Renu's Week

Sunday, December 20, 2009

Report of 21 Dec '09

Hello from the Banyan -

Greetings of the season! May the true meaning of Christmas, replete with peace and joy, stay with all of you throughout 2010.

The week has been alright. Patients healing, the Banyan thriving. We have had some luck with the residents escaping gastroenteritis of the monsoon, thank goodness. The rains continue, though, and I am hopeful of the best. One of my colleagues, who is from a village nearby, said that it is customary for rains to last from Diwali until Pongal (the harvest festival in January). Wow - I had not realised that at all.

Our patient with the broken arm has been advised conservative management instead of surgery. She is HIV+, and it is not surprising to see many surgeons decline to operate on HIV+ patients. This saddens me considerably, especially since a dear friend from med school is now HIV+, and I would not want this discrimination foisted on said friend. I honestly do not know if surgery is indeed necessary, or if the conservative management has been advised due to HIV status, and I have asked for a 2nd opinion. I'll find out the answer this week.

Update on the school kid: after a day of balking at going to school, she is now going regularly and happily, Swapna mentions. We need the girl children educated, I tell you; for that matter, we need all children educated, however educated girls tend to make much more sensible decisions that would haul them out of poverty, and keep them somewhat free from violence and a zillion pregnancies. So young Ms. S going to school is our Christmas gift, and we are happy for it.

The ladies who help us (Weisses) clean the house and cook appear to be getting some sort of reputation in their neighborhood about being helpful sorts, and they asked if I'd see one of their neighbors for a medical consultation. The young lady is 17 years old, a school student, and has not been getting her period regularly. So I saw her at our house, asked that she and her mother sit down (not usually offered to the "lower caste" by the "upper caste," which is too funny/ludicrous) and examined the girl. I then referred her to a nearby Public Health Center where another patient of mine had been; that young lady was well-treated, with appropriate care and the requisite dignity and respect, thus pleasing me greatly. I told the mother not to worry, that the condition was correctable, and to let the other doctors work their magic. The patient herself was unafraid and forthright, and spoke some decent English, and I was happy to see our education system at work.
+ + + + + + +
**WORK REQUEST:** Go on with the weekly report from the Banyan, starting right after its last sentence. None of this data has any bearing on the work.

Records drawn from a dataset:
+ + + + + + +
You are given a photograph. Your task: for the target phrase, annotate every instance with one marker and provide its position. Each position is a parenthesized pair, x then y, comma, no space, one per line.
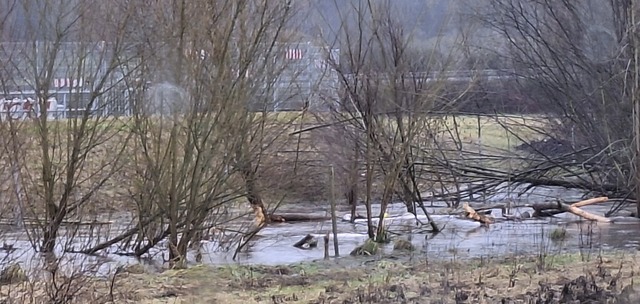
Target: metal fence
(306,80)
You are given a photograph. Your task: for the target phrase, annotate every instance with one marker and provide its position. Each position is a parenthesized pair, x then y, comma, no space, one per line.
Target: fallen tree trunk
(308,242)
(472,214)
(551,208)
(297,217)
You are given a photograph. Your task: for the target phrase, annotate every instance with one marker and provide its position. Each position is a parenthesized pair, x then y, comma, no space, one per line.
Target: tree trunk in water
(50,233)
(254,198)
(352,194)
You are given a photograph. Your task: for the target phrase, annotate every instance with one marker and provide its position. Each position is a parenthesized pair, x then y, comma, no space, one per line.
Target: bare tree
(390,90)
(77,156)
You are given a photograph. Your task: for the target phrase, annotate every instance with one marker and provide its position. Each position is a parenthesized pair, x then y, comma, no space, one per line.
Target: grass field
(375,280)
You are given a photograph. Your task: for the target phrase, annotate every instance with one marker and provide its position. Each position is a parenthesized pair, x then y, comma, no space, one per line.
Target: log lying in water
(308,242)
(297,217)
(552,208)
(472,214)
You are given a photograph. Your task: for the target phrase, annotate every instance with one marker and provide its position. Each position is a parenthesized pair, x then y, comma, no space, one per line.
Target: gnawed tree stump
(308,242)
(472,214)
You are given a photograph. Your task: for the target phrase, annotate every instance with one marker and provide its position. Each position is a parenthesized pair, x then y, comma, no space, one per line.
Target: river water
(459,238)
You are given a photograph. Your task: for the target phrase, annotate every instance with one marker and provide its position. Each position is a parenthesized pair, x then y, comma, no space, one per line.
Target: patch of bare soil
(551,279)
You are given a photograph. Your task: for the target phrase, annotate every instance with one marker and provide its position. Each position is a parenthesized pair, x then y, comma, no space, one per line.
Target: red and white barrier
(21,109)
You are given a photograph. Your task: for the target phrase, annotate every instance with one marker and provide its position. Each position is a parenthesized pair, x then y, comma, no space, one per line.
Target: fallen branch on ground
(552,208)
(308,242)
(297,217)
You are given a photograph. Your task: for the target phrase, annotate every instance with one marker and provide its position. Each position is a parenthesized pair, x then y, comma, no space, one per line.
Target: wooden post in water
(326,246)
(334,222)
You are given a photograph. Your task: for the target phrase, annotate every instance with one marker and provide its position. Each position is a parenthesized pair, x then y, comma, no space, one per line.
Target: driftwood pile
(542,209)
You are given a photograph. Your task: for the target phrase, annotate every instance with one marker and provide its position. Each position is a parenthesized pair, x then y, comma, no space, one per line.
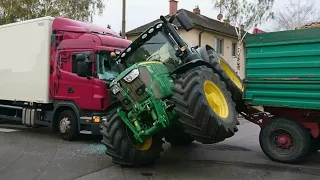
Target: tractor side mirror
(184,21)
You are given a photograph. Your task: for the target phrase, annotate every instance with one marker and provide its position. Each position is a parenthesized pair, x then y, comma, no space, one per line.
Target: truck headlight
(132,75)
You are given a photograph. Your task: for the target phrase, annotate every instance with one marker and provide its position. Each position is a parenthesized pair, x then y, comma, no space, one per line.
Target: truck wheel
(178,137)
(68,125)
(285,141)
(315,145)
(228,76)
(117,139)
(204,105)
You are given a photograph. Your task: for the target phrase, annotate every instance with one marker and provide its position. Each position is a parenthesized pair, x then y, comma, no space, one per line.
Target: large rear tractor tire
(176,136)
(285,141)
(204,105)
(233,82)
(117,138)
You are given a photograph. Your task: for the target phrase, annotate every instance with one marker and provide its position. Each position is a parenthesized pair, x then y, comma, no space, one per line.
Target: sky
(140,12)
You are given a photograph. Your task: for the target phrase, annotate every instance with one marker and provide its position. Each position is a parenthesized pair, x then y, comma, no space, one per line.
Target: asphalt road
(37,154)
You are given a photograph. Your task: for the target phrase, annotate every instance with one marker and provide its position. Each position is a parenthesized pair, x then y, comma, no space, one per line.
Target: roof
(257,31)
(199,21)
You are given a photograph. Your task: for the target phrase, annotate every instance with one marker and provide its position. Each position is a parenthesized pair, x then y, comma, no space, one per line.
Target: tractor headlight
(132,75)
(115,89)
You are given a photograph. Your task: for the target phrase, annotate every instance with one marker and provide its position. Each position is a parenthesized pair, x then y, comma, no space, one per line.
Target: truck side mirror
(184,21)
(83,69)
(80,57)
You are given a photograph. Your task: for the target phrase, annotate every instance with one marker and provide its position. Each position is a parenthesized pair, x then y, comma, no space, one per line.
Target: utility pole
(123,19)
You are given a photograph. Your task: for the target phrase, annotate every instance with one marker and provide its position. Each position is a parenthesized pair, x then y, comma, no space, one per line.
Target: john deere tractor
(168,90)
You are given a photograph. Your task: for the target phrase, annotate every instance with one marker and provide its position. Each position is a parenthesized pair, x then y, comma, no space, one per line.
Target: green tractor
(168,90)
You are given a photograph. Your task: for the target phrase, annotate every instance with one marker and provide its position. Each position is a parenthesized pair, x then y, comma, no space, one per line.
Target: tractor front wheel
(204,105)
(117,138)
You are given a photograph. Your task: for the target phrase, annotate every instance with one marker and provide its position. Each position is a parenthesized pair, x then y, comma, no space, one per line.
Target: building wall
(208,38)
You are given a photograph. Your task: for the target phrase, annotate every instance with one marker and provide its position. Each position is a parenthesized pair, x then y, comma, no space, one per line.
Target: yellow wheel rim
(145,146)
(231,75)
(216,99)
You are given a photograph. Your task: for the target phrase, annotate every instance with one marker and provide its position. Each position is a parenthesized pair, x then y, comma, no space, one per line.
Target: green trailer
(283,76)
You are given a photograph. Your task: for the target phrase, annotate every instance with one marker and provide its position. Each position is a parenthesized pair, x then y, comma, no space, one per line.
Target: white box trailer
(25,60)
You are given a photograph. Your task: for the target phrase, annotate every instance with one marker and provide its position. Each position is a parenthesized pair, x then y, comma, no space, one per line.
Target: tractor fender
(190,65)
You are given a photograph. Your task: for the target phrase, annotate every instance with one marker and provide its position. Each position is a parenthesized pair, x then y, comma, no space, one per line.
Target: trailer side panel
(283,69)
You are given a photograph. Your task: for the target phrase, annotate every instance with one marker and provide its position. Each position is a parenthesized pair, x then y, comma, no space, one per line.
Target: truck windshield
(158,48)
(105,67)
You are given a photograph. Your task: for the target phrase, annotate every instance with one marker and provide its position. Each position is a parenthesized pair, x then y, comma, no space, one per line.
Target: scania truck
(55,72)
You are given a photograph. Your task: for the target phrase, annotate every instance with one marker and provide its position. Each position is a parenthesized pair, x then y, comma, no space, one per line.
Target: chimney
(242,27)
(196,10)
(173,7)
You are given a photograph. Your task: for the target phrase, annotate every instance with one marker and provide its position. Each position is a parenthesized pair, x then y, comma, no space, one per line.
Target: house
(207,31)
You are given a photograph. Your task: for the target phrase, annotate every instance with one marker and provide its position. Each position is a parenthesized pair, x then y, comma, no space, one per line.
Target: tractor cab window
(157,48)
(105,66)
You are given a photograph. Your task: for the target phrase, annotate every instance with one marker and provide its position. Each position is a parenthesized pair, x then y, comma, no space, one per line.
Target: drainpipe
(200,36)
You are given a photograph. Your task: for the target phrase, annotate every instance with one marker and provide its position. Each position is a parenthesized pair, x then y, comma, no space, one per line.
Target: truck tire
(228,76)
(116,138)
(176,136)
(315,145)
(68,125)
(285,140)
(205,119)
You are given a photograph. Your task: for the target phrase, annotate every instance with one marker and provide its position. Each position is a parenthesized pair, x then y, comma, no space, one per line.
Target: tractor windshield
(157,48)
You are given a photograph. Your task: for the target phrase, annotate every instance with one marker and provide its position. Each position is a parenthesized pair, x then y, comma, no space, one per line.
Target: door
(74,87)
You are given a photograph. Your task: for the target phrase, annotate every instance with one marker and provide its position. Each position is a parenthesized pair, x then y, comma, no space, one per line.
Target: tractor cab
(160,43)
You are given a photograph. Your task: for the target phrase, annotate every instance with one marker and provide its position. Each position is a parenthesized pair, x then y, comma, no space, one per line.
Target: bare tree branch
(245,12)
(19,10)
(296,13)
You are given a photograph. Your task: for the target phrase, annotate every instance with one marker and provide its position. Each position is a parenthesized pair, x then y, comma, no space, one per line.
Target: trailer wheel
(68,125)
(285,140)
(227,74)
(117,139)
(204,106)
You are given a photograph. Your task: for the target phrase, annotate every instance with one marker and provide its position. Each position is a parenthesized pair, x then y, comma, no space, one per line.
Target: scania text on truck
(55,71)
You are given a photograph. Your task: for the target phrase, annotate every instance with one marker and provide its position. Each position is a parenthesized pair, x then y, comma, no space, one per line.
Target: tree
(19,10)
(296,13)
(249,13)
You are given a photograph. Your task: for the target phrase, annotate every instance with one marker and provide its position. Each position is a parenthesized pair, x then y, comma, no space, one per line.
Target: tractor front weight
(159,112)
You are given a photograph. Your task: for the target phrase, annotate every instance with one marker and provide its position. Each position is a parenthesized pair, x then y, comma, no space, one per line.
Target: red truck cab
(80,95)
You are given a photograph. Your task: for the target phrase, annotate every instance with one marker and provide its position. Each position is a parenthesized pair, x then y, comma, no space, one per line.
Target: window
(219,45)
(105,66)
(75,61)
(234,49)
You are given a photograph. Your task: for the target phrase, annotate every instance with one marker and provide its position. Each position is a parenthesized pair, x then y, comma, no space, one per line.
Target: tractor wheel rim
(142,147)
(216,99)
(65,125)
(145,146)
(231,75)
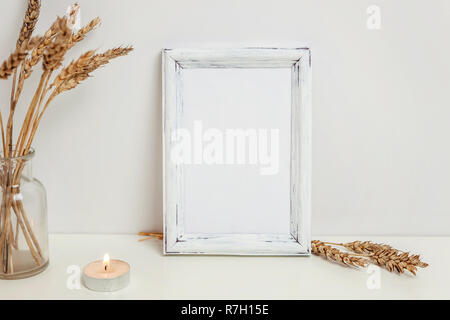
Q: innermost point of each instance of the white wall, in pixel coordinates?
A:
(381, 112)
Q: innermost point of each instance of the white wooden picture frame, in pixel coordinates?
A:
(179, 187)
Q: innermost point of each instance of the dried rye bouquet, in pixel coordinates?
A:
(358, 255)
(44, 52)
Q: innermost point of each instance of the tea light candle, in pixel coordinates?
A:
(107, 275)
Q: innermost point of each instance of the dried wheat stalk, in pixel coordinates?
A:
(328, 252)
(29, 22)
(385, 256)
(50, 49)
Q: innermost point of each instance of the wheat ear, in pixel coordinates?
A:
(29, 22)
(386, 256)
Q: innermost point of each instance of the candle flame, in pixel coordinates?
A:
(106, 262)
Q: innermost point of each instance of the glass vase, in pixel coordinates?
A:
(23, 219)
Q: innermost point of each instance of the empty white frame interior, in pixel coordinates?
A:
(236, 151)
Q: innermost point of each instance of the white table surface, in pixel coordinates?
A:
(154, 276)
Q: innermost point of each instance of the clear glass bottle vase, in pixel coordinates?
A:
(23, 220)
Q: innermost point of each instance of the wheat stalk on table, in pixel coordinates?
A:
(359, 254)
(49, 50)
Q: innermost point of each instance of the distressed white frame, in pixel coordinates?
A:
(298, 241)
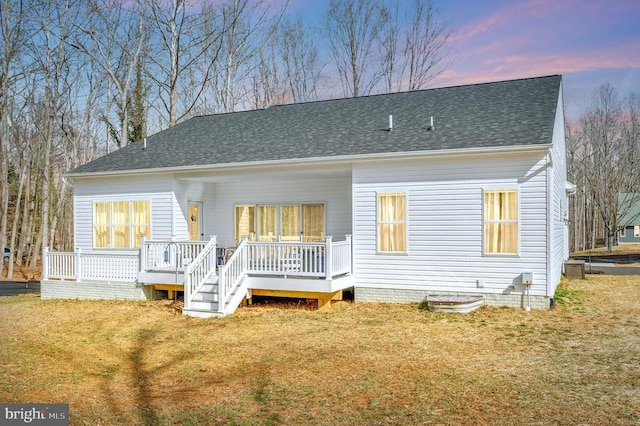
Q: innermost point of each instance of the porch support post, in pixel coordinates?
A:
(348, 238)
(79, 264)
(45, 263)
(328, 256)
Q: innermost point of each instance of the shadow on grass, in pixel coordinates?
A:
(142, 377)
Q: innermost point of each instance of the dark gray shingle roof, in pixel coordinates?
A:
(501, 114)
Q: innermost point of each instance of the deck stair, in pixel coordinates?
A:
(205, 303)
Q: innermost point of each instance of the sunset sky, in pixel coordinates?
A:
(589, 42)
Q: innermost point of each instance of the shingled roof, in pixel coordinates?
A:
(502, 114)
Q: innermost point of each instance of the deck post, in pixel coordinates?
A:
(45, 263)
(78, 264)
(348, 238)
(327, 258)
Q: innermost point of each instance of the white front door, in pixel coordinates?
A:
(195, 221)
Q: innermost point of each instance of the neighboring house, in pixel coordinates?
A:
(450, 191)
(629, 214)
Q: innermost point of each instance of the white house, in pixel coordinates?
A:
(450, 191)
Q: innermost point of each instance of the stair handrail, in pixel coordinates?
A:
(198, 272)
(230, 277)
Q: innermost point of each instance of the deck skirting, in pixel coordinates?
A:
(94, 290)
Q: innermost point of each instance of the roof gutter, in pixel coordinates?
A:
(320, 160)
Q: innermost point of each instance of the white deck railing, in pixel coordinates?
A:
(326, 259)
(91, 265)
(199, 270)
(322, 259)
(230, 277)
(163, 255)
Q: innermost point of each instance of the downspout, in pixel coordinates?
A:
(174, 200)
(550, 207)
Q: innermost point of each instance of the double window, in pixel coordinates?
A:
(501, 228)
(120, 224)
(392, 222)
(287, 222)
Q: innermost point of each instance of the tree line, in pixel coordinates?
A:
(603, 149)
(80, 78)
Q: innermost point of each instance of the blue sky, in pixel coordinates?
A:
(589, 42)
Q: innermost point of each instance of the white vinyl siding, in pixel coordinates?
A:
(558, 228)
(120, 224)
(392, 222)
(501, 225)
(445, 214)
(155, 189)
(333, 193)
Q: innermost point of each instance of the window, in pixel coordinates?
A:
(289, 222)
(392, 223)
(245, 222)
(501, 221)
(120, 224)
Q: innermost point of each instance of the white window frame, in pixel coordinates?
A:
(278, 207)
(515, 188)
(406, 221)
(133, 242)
+ + + + + + +
**ANSWER FOR THE TASK:**
Some fine times last week. We were invited to Naren's cast party, went, I danced, and we had a great time. Our friend, Anita Sigler, came into town and spent an afternoon with us; that was jolly good fun. Anita also came loaded with goodies, intent on spoiling everyone, and a grand time was had reminiscing, speaking of life as wives and parents, and laughing a bunch. We had dinner at the home of the new Banyan CEO, David Nash, and his family. They are from the U.K. and were originally going to serve South Indian food; I begged for a menu change, being a big fan of non-Indian food, and so we ate British food and it was deeee-lish. David, Kate, Naomi and James are gracious hosts, and young 10-year-old James had made a sinful dessert which all fell upon.

We are off to Madurai this week if train tickets permit, and will celebrate Christmas with my disabled mother, recently discharged from the hospital after dengue, and my father. The rest of the mob will gather as well, and we look forward to that.

The 3 Weiss men and I hope you have every gift of the season, especially peace, joy, lack of war, full bellies and non-leaky roofs.